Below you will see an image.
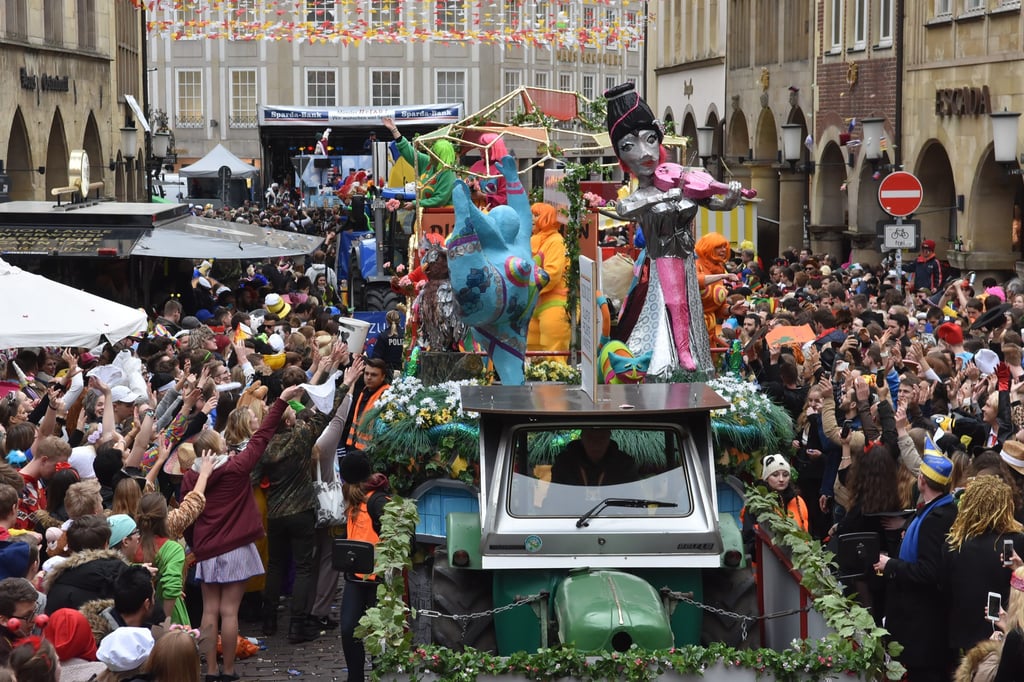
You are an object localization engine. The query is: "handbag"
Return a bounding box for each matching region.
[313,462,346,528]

==

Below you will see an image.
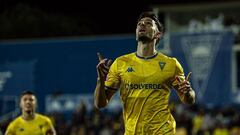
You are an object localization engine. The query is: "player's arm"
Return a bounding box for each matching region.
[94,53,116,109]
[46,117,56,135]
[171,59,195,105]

- [GIVEN REQUEST]: Copy every line of the data above that contains the word "object".

- [FULL ANSWER]:
You are an object localization engine. The query is: "handbag"
You are an object localization engine. The query is: "player's arm"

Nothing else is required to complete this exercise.